[GIVEN PROBLEM] Return, character for character, the part of the data below that opens with its first line and closes with the line containing "point(355, 311)", with both of those lines included.

[RECORDS SUPPLIED]
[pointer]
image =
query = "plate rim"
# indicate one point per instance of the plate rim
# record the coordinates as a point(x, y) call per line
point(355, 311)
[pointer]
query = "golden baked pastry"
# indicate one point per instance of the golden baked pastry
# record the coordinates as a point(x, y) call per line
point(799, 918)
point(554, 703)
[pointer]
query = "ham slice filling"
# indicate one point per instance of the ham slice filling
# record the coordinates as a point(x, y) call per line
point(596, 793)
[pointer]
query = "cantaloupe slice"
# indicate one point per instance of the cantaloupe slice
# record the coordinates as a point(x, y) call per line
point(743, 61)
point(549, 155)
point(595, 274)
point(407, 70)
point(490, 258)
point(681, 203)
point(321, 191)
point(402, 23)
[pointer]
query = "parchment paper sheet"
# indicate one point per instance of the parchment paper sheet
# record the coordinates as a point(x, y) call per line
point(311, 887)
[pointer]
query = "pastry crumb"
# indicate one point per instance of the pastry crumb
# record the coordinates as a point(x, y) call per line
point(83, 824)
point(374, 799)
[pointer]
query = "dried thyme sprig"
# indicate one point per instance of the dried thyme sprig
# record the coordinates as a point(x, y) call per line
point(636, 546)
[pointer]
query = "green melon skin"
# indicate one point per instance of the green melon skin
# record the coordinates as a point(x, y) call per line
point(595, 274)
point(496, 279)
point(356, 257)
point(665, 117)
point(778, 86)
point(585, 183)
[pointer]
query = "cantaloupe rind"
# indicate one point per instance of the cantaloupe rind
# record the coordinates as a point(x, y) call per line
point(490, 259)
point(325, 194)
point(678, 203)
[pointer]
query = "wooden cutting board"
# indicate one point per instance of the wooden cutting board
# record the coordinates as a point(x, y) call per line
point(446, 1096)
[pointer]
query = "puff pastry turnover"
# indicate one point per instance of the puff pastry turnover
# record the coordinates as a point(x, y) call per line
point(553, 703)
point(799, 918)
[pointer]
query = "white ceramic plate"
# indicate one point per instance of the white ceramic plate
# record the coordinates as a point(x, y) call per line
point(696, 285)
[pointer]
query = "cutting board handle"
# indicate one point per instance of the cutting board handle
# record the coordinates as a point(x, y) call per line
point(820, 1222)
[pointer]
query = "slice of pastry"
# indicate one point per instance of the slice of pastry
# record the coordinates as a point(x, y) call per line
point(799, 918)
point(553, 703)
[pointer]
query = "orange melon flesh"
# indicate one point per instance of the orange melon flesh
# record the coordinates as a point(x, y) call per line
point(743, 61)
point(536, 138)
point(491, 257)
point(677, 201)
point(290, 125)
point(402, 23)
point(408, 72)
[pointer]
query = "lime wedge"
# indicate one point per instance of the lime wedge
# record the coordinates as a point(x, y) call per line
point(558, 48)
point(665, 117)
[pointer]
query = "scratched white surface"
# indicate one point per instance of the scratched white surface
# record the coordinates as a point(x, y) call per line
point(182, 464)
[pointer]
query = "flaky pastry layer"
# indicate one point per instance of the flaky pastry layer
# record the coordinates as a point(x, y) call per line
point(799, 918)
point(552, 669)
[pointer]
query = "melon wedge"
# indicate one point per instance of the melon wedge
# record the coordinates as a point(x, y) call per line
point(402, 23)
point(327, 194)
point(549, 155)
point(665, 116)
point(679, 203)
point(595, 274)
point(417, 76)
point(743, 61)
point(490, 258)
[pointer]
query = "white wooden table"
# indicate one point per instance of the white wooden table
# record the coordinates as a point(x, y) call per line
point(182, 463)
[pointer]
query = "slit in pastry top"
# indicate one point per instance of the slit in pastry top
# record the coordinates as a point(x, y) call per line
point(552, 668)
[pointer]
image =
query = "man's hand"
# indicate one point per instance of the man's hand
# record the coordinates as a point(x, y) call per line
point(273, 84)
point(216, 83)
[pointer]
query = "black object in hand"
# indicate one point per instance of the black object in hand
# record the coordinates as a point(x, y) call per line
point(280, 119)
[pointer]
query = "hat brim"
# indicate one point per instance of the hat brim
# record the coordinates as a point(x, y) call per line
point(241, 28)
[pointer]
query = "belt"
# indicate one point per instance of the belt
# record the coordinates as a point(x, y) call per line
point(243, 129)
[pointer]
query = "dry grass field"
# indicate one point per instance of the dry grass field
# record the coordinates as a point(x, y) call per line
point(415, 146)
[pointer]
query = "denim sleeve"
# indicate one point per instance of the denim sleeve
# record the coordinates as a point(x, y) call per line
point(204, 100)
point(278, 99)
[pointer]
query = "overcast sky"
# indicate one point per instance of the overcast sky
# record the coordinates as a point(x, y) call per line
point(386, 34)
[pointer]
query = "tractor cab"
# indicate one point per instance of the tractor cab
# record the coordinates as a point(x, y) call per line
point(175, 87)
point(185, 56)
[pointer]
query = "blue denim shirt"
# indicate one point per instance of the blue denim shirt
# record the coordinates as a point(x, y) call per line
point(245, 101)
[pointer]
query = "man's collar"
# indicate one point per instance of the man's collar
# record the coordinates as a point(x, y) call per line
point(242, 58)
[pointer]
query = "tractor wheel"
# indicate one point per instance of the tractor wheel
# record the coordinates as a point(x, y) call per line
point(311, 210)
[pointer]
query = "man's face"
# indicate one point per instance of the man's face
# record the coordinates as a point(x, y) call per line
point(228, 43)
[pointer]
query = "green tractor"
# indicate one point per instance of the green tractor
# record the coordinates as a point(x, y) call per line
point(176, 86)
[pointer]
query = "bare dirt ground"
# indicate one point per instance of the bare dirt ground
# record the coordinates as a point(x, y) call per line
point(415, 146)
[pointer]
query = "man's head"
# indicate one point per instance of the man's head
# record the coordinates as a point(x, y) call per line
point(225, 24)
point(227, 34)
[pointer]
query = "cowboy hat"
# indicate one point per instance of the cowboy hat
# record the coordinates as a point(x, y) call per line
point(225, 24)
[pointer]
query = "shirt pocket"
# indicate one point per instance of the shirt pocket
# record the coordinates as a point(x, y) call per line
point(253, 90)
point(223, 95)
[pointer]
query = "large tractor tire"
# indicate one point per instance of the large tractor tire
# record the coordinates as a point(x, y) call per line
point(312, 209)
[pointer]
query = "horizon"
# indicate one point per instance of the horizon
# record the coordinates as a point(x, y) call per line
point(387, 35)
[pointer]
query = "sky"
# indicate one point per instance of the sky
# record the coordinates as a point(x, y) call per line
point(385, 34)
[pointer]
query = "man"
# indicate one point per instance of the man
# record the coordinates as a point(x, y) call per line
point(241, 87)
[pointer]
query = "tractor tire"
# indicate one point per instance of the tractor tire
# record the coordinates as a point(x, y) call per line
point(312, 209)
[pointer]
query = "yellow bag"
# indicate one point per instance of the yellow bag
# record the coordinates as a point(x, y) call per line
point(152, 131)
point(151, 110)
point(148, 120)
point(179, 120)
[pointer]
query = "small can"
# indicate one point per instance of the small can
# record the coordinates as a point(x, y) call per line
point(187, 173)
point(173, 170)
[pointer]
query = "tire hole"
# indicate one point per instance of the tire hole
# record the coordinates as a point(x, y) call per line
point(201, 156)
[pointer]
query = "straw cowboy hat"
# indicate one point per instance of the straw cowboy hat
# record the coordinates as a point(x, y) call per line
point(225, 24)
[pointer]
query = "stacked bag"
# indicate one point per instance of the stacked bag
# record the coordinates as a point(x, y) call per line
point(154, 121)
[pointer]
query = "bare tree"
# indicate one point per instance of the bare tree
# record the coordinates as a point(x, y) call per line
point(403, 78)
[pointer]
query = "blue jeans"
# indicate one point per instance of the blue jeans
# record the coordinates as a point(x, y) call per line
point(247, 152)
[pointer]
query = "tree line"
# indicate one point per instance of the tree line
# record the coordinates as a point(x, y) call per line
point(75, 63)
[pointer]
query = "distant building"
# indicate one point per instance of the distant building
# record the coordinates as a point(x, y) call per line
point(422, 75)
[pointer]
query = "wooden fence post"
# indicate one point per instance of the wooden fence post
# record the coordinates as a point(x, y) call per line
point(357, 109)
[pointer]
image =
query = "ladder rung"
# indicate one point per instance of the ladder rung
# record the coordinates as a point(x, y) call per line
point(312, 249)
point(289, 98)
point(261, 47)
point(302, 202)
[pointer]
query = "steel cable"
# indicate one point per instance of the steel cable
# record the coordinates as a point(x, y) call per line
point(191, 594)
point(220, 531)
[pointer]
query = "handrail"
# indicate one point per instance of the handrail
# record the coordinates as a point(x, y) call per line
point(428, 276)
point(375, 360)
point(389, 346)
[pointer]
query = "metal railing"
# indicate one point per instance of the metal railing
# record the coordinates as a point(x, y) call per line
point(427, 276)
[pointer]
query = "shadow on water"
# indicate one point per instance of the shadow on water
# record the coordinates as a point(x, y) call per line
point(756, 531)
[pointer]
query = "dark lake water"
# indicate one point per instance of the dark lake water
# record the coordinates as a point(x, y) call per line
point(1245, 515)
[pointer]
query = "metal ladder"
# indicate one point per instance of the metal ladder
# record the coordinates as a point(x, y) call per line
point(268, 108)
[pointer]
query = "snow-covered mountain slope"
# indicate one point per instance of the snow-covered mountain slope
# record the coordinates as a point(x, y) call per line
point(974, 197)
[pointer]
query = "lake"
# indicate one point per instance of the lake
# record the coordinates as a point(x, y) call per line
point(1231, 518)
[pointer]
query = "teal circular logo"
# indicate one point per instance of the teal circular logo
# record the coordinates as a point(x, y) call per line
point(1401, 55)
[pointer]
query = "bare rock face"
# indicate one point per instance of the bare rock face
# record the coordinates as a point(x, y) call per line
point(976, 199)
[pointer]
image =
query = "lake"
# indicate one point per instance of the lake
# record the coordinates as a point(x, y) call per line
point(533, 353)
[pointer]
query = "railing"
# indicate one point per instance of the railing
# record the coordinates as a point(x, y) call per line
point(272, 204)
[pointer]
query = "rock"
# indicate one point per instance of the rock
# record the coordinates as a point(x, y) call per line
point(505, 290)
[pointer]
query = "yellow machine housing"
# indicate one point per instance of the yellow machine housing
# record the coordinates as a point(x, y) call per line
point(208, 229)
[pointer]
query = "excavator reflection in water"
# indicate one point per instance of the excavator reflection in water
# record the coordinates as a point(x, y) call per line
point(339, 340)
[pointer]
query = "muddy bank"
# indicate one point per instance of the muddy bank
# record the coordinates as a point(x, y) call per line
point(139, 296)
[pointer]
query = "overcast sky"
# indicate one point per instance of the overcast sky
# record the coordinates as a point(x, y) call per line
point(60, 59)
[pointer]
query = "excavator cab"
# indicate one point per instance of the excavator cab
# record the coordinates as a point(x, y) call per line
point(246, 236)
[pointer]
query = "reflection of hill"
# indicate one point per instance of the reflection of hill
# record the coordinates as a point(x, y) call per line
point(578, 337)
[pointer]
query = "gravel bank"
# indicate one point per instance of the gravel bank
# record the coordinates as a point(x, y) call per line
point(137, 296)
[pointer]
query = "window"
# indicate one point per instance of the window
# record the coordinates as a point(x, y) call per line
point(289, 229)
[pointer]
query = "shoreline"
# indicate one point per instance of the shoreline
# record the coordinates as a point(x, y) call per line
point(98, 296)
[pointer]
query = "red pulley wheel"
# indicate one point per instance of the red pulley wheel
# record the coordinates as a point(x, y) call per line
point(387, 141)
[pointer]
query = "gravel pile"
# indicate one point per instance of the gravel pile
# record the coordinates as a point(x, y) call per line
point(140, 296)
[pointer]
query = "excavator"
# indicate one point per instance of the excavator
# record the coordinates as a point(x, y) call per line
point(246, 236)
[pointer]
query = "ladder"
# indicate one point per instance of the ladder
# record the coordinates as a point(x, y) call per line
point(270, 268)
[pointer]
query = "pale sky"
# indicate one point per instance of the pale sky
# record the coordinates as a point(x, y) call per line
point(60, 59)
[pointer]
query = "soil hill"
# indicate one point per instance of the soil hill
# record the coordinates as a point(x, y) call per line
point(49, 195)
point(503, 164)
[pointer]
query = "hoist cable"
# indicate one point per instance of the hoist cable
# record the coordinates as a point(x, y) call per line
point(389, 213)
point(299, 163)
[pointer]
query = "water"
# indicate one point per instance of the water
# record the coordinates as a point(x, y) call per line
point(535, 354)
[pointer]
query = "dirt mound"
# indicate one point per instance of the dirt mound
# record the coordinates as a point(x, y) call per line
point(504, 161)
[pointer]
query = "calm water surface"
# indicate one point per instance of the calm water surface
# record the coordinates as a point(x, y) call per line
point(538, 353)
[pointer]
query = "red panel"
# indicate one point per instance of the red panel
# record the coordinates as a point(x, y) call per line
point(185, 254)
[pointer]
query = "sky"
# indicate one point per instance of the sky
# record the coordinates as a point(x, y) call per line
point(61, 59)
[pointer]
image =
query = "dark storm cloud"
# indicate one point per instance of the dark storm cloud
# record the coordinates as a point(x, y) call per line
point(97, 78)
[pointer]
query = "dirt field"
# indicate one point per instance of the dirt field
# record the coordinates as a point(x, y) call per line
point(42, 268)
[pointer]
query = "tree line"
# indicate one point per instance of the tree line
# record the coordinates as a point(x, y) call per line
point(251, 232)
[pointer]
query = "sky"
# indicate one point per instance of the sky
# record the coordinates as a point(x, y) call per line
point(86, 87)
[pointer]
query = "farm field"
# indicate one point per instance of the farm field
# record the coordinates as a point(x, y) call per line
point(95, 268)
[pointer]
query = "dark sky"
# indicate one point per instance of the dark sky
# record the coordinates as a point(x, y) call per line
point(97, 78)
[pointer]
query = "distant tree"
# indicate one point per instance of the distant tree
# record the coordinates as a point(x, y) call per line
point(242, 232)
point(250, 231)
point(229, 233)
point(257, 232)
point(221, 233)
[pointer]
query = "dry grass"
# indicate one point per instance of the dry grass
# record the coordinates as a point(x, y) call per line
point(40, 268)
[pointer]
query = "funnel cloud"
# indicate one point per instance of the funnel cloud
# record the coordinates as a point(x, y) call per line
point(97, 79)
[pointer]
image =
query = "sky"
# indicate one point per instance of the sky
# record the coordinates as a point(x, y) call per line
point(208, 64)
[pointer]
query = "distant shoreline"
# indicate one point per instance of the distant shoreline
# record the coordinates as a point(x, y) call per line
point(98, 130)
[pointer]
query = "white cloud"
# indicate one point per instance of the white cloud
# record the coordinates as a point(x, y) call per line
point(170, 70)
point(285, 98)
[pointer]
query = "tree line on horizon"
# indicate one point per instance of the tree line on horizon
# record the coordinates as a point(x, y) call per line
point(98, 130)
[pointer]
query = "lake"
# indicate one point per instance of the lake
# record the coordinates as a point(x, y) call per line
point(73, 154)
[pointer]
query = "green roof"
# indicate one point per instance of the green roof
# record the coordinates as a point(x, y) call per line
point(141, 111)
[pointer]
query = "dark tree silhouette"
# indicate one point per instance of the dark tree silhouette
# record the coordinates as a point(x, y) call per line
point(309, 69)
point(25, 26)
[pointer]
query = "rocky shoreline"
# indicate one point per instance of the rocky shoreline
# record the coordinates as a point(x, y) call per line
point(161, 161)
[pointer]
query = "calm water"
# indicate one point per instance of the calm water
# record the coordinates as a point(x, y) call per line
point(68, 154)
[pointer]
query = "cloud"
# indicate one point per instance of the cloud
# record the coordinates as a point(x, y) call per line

[COMPLETE RESPONSE]
[pointer]
image =
query = "plate rim"
# indicate one point per instance of the plate rim
# record the coordinates as a point(x, y) call per line
point(355, 311)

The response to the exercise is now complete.